Tasks to complete =>
(a) Print the raw string passage from "Quickly looking into" down to "use in production!", unchanged.
(b) In the raw string passage, which token does the parser grammar reference that the lexer will never produce?
(c) Using the raw string passage, decide whether each statement agrees with it: (i) The grammar is recommended for production use. (ii) Each option in the raw string loop consumes at most one character. (iii) Both options in the loop can execute in the same loop pass.

Start Passage

Quickly looking into the parser grammar, I see tokens like StringLiteral being referenced, but such a token will never be produced by the lexer (as I mentioned earlier).

Proceed with caution with this grammar. I would not advice using it (blindly) for anything other than some sort of educational purpose. Do not use in production!

0
votes

Below changes in Lexer that helped me to resolve the raw string parsing issue

 Stringliteral
   : Encodingprefix? '"' Schar* '"'
   | Encodingprefix? '"' Schar* '" GST_TIME_FORMAT'
   | Encodingprefix? 'R' Rawstring
 ;

fragment Rawstring
 : '"'              // Match Opening Double Quote
   ( /* Handle Empty D_CHAR_SEQ without Predicates
        This should also work
        '(' .*? ')'
      */
     '(' ( ~')' | ')'+ ~'"' )* (')'+)

   | D_CHAR_SEQ
         /*  // Limit D_CHAR_SEQ to 16 characters
            { ( ( getText().length() - ( getText().indexOf("\"") + 1 ) ) <= 16 ) }?
         */
     '('
     /* From Spec :
        Any member of the source character set, except
        a right parenthesis ) followed by the initial D_CHAR_SEQUENCE
        ( which may be empty ) followed by a double quote ".

      - The following loop consumes characters until it matches the
        terminating sequence of characters for the RAW STRING
      - The options are mutually exclusive, so Only one will
        ever execute in each loop pass
      - Each Option will execute at least once.  The first option needs to
        match the ')' character even if the D_CHAR_SEQ is empty. The second
        option needs to match the closing \" to fall out of the loop. Each
        option will only consume at most 1 character
      */
     (   //  Consume everthing but the Double Quote
       ~'"'
     |   //  If text Does Not End with closing Delimiter, consume the Double Quote
       '"'
       {
            !getText().endsWith(
                 ")"
               + getText().substring( getText().indexOf( "\"" ) + 1
                                    , getText().indexOf( "(" )
                                    )
               + '\"'
             )
       }?
     )*
   )
   '"'              // Match Closing Double Quote

   /*
   // Strip Away R"D_CHAR_SEQ(...)D_CHAR_SEQ"
   //  Send D_CHAR_SEQ <TAB> ... to Parser
   {
     setText( getText().substring( getText().indexOf("\"") + 1
                                 , getText().indexOf("(")

End Passage
Start Extracted records

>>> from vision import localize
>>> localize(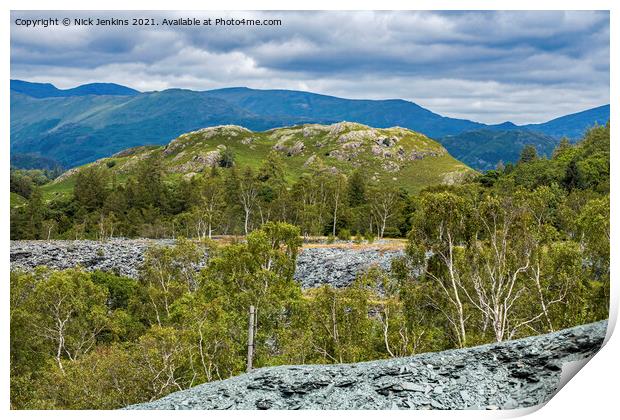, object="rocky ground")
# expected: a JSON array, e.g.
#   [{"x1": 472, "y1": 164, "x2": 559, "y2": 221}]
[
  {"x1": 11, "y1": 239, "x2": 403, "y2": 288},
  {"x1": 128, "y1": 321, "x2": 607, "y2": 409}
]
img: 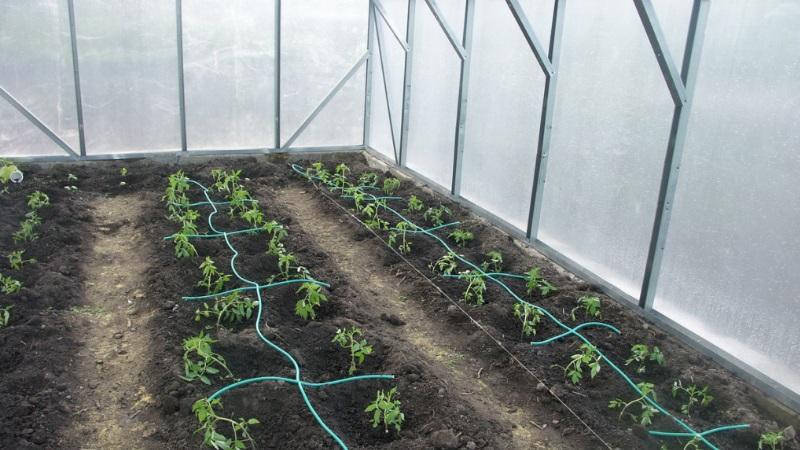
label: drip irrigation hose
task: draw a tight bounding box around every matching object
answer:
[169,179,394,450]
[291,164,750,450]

End Extracted records

Task answers =>
(a)
Quickly looking into the parser grammar, I see tokens like StringLiteral being referenced, but such a token will never be produced by the lexer (as I mentioned earlier).

Proceed with caution with this grammar. I would not advice using it (blindly) for anything other than some sort of educational purpose. Do not use in production!

(b) StringLiteral

(c)
(i) No: "Do not use in production!"
(ii) Yes: "Each option will only consume at most 1 character"
(iii) No: "The options are mutually exclusive, so Only one will ever execute in each loop pass"